◆ **WRITTEN EXERCISE**
Can you copy out everything in the privacy conference article from "High-profile privacy breaches" down to "security firm Lookout.", word for word?

* BEGIN TEXT SEGMENT *

Intel Capital's Christine Herron, Google's Anne Toth, Facebook's Rob Sherman and Lookout's Kevin Mahaffey at PII2012.

High-profile privacy breaches have increasingly been making headlines, putting the issue further onto the agenda of the tech industry. But the message hasn’t necessarily reached those aspiring entrepreneurs who are collecting user data as they try to develop the next blockbuster app.

That was one of the messages this morning at the Privacy Identity Innovation conference in Seattle, as panelists focused on the changing regulatory landscape for privacy, and the companies trying to navigate the sometimes competing interests of user privacy and business goals.

“You can’t expect two guys who are in a garage and trying not to die to create a consortium and figure out what’s beyond the line,” said Kevin Mahaffey, co-founder and chief technology officer for mobile security firm Lookout.

“Engineers are hoarders, if storage is cheap,” agreed Christine Herron, a director at Intel Capital. “If you have no idea how you’re going to make money, you don’t know what to keep and what to throw away.”

One of the keys is “figuring out how to start the conversation at the beginning” of the product development cycle, said Rob Sherman, the manager of privacy and public policy for Facebook.

* END TEXT SEGMENT *
* BEGIN DATA SHOWN *

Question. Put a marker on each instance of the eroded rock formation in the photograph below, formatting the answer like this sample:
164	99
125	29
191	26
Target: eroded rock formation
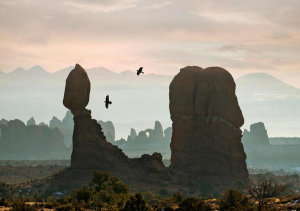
91	150
207	153
206	139
257	137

* END DATA SHOWN *

◆ **CORRECT RESPONSE**
High-profile privacy breaches have increasingly been making headlines, putting the issue further onto the agenda of the tech industry. But the message hasn’t necessarily reached those aspiring entrepreneurs who are collecting user data as they try to develop the next blockbuster app.

That was one of the messages this morning at the Privacy Identity Innovation conference in Seattle, as panelists focused on the changing regulatory landscape for privacy, and the companies trying to navigate the sometimes competing interests of user privacy and business goals.

“You can’t expect two guys who are in a garage and trying not to die to create a consortium and figure out what’s beyond the line,” said Kevin Mahaffey, co-founder and chief technology officer for mobile security firm Lookout.